[WRITTEN EXERCISE]:
Set down exactly the lines from the one containing "Definition of the keypoint: for every instance of the exterior" through the last line of the records below, both included, and nothing else.

[DATA FOR THE TASK]:
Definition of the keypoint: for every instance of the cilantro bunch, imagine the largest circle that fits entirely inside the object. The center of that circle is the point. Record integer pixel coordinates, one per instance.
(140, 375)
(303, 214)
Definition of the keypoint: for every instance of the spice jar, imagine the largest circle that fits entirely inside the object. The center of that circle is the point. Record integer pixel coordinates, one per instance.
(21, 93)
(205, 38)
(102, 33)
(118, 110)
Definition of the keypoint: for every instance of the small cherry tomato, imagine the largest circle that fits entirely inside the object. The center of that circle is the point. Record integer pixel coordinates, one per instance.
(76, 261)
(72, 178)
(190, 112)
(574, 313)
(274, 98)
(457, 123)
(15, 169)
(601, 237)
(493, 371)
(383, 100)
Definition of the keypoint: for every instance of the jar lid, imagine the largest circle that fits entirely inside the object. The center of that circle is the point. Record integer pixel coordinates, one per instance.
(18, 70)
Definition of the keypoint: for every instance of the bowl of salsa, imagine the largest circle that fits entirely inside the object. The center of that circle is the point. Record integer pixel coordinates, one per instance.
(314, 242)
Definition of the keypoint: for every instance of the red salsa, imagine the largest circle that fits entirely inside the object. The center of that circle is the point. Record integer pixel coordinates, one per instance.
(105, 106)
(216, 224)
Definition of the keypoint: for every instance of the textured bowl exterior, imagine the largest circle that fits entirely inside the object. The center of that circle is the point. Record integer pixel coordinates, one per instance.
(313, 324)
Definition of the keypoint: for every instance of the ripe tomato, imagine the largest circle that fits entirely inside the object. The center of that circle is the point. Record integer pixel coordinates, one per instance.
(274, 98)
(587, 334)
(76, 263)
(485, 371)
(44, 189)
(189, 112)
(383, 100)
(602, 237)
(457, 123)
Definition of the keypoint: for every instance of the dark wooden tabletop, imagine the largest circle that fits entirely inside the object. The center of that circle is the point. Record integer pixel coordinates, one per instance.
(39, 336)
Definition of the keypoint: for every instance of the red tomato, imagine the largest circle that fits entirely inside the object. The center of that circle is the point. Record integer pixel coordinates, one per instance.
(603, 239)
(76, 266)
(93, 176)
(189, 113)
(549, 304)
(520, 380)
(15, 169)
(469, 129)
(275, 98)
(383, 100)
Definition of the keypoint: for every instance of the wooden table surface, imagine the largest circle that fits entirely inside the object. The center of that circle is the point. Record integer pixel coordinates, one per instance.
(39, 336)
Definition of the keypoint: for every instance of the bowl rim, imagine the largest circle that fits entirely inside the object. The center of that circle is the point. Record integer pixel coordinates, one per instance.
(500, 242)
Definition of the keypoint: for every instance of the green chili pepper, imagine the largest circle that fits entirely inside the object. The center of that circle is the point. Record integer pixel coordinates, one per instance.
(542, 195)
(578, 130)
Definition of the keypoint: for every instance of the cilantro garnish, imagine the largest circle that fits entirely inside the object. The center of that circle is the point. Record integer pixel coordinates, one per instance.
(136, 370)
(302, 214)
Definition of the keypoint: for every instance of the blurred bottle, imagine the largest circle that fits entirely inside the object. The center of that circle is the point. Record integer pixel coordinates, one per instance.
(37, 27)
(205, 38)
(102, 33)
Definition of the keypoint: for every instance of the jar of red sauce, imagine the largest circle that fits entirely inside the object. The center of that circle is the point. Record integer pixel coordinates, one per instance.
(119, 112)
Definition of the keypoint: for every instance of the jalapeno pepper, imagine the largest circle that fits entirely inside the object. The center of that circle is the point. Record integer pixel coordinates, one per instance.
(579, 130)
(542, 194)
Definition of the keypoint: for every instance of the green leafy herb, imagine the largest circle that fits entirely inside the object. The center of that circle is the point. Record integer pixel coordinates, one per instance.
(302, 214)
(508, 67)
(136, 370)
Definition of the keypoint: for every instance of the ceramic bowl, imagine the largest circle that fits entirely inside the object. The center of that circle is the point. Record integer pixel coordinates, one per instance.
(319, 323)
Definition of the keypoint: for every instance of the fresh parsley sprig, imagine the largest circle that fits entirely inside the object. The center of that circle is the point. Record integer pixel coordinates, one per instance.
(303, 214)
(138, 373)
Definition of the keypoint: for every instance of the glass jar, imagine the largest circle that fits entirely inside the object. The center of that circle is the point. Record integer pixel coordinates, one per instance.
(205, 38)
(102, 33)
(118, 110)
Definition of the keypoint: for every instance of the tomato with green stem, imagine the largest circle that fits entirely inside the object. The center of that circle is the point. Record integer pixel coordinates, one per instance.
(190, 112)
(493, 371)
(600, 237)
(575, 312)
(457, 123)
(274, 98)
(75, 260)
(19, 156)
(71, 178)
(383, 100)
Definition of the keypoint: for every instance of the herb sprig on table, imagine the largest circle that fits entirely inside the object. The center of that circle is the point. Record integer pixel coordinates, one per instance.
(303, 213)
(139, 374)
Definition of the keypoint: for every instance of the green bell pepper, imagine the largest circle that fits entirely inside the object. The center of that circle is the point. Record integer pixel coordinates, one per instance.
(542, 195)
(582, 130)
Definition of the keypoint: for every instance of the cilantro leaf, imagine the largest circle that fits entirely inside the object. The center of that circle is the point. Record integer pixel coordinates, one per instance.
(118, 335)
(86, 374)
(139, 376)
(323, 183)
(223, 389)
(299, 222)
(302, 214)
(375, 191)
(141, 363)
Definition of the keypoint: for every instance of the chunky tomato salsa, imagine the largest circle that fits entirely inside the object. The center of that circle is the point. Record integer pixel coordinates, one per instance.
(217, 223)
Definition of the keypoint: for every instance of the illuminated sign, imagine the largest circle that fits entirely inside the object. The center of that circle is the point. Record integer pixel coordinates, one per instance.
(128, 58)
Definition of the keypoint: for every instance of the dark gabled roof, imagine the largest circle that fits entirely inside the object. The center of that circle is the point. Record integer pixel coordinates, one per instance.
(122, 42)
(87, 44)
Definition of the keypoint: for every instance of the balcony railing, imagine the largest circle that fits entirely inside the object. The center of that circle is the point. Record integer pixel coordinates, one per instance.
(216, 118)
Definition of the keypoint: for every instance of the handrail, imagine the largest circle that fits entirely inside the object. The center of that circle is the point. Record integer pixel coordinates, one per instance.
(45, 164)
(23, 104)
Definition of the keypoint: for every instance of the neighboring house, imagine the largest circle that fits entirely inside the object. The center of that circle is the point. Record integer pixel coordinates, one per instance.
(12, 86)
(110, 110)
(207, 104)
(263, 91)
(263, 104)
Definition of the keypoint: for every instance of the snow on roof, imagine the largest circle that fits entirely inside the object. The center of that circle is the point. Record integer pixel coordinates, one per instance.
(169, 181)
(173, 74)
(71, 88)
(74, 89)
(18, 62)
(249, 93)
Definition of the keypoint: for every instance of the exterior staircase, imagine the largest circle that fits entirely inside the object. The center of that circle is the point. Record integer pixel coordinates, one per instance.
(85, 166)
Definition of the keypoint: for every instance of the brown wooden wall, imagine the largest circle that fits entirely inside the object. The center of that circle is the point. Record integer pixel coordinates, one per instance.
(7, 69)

[THE REPLY]:
Definition of the keypoint: for every instance of the exterior staircase, imagine the largest circle that fits entirely inside the object. The center of that circle is the point. Record integer pixel coordinates, one per instance.
(85, 166)
Definition of the keypoint: for every instance of the brown wooden wall, imagine the largest circle that fits entirely inside the object. The center of that circle is the point. Record integer pixel coordinates, one per instance.
(7, 69)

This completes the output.